- _What to do_:
Write out all of the items again, replacing "even-odd rule" with "nonzero winding rule" and changing nothing else. Leave the pictures out.

------------------------------------------------------------

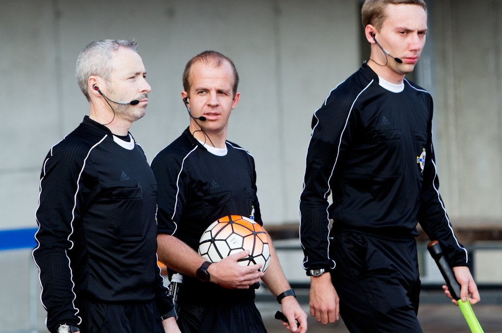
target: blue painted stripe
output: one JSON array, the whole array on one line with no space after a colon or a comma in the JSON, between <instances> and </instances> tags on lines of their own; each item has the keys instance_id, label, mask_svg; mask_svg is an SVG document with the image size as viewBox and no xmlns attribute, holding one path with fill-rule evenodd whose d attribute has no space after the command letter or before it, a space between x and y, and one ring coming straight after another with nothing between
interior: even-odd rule
<instances>
[{"instance_id":1,"label":"blue painted stripe","mask_svg":"<svg viewBox=\"0 0 502 333\"><path fill-rule=\"evenodd\" d=\"M38 228L0 230L0 251L33 248L37 246L35 234Z\"/></svg>"}]
</instances>

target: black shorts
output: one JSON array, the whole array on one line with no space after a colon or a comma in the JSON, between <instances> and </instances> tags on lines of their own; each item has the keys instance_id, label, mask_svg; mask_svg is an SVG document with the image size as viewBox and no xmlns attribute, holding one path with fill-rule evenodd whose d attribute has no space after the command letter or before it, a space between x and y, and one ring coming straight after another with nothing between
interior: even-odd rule
<instances>
[{"instance_id":1,"label":"black shorts","mask_svg":"<svg viewBox=\"0 0 502 333\"><path fill-rule=\"evenodd\" d=\"M238 304L180 304L178 326L183 333L266 333L254 301Z\"/></svg>"},{"instance_id":2,"label":"black shorts","mask_svg":"<svg viewBox=\"0 0 502 333\"><path fill-rule=\"evenodd\" d=\"M422 332L417 318L420 280L414 239L339 231L331 242L331 277L349 330Z\"/></svg>"},{"instance_id":3,"label":"black shorts","mask_svg":"<svg viewBox=\"0 0 502 333\"><path fill-rule=\"evenodd\" d=\"M78 305L81 333L164 332L153 300L124 304L86 299Z\"/></svg>"}]
</instances>

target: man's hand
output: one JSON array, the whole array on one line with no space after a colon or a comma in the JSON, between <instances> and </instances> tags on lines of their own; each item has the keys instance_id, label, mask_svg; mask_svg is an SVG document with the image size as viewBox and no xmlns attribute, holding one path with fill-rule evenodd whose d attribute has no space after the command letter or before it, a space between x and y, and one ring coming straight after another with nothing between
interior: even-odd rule
<instances>
[{"instance_id":1,"label":"man's hand","mask_svg":"<svg viewBox=\"0 0 502 333\"><path fill-rule=\"evenodd\" d=\"M307 313L303 310L296 298L293 296L287 296L281 301L283 313L288 319L288 322L283 322L283 326L290 332L305 333L307 331ZM296 326L296 320L300 323Z\"/></svg>"},{"instance_id":2,"label":"man's hand","mask_svg":"<svg viewBox=\"0 0 502 333\"><path fill-rule=\"evenodd\" d=\"M181 333L175 317L169 317L162 321L162 326L166 333Z\"/></svg>"},{"instance_id":3,"label":"man's hand","mask_svg":"<svg viewBox=\"0 0 502 333\"><path fill-rule=\"evenodd\" d=\"M224 287L237 289L247 289L249 286L259 282L263 272L258 270L263 265L257 264L240 266L237 261L247 258L249 250L242 251L223 258L212 264L207 269L210 281Z\"/></svg>"},{"instance_id":4,"label":"man's hand","mask_svg":"<svg viewBox=\"0 0 502 333\"><path fill-rule=\"evenodd\" d=\"M339 299L329 273L310 277L310 315L326 325L340 319Z\"/></svg>"},{"instance_id":5,"label":"man's hand","mask_svg":"<svg viewBox=\"0 0 502 333\"><path fill-rule=\"evenodd\" d=\"M469 302L472 305L481 300L479 292L477 290L477 286L472 278L472 275L469 270L469 267L465 266L457 266L452 269L455 274L455 278L460 285L460 298L465 301L468 299ZM443 286L443 290L447 297L451 298L452 302L458 305L456 299L453 299L451 297L450 291L448 290L448 286Z\"/></svg>"}]
</instances>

------------------------------------------------------------

- _Solution to the exercise_:
target: blue painted stripe
output: one JSON array, the whole array on one line with no space after a colon or a comma in the JSON, between <instances> and </instances> tags on lines of their own; each item has the keys instance_id, label, mask_svg; mask_svg is an SVG document with the image size as viewBox and no xmlns attribute, holding one path with fill-rule evenodd whose d attribute has no space after the command letter or before it, a space between x and y, and one ring coming straight after another with nothing between
interior: nonzero winding rule
<instances>
[{"instance_id":1,"label":"blue painted stripe","mask_svg":"<svg viewBox=\"0 0 502 333\"><path fill-rule=\"evenodd\" d=\"M38 228L0 230L0 251L33 248L37 246L35 234Z\"/></svg>"}]
</instances>

target: black shorts
output: one JSON array, the whole array on one line with no space after a colon or a comma in the JSON, between <instances> and </instances> tags on lines of their own; each item has the keys instance_id, label, mask_svg; mask_svg is an SVG document with the image size as viewBox and no xmlns attribute, holding one path with fill-rule evenodd whose d attribute has no space after the command letter or before it, a space between x and y, and one ring coming straight after another with nothing between
interior: nonzero winding rule
<instances>
[{"instance_id":1,"label":"black shorts","mask_svg":"<svg viewBox=\"0 0 502 333\"><path fill-rule=\"evenodd\" d=\"M238 304L180 304L178 326L183 333L266 333L254 301Z\"/></svg>"},{"instance_id":2,"label":"black shorts","mask_svg":"<svg viewBox=\"0 0 502 333\"><path fill-rule=\"evenodd\" d=\"M422 332L417 318L420 280L414 239L339 231L331 242L331 277L349 330Z\"/></svg>"},{"instance_id":3,"label":"black shorts","mask_svg":"<svg viewBox=\"0 0 502 333\"><path fill-rule=\"evenodd\" d=\"M78 305L81 333L164 332L153 300L124 304L86 299Z\"/></svg>"}]
</instances>

target: man's hand
output: one JSON array, the whole array on one line with no space after a colon or a comma in the JSON, between <instances> and </instances> tags on lines of their own; each item has the keys instance_id, label, mask_svg; mask_svg is an SVG document with the image size as viewBox and no xmlns attribute, holding one path with fill-rule evenodd whose d attribute has no space after the command letter or before it, a space between x and y, and one ring coming straight after another with nothing between
interior: nonzero winding rule
<instances>
[{"instance_id":1,"label":"man's hand","mask_svg":"<svg viewBox=\"0 0 502 333\"><path fill-rule=\"evenodd\" d=\"M307 313L303 310L296 298L293 296L287 296L281 301L283 313L288 319L288 322L283 322L283 326L290 332L305 333L307 331ZM296 326L296 320L300 323Z\"/></svg>"},{"instance_id":2,"label":"man's hand","mask_svg":"<svg viewBox=\"0 0 502 333\"><path fill-rule=\"evenodd\" d=\"M181 333L175 317L169 317L162 321L162 326L166 333Z\"/></svg>"},{"instance_id":3,"label":"man's hand","mask_svg":"<svg viewBox=\"0 0 502 333\"><path fill-rule=\"evenodd\" d=\"M224 287L237 289L247 289L249 286L259 282L263 272L258 270L263 265L257 264L240 266L237 261L247 258L249 250L242 251L223 258L212 264L207 269L210 281Z\"/></svg>"},{"instance_id":4,"label":"man's hand","mask_svg":"<svg viewBox=\"0 0 502 333\"><path fill-rule=\"evenodd\" d=\"M339 299L329 273L310 277L310 315L326 325L340 319Z\"/></svg>"},{"instance_id":5,"label":"man's hand","mask_svg":"<svg viewBox=\"0 0 502 333\"><path fill-rule=\"evenodd\" d=\"M469 302L472 305L481 300L479 292L477 290L477 286L472 278L472 275L469 270L469 267L465 266L457 266L452 269L455 274L455 278L460 285L460 298L465 301L468 299ZM443 286L443 290L447 297L451 298L452 302L458 305L456 299L453 299L451 297L450 291L448 290L448 286Z\"/></svg>"}]
</instances>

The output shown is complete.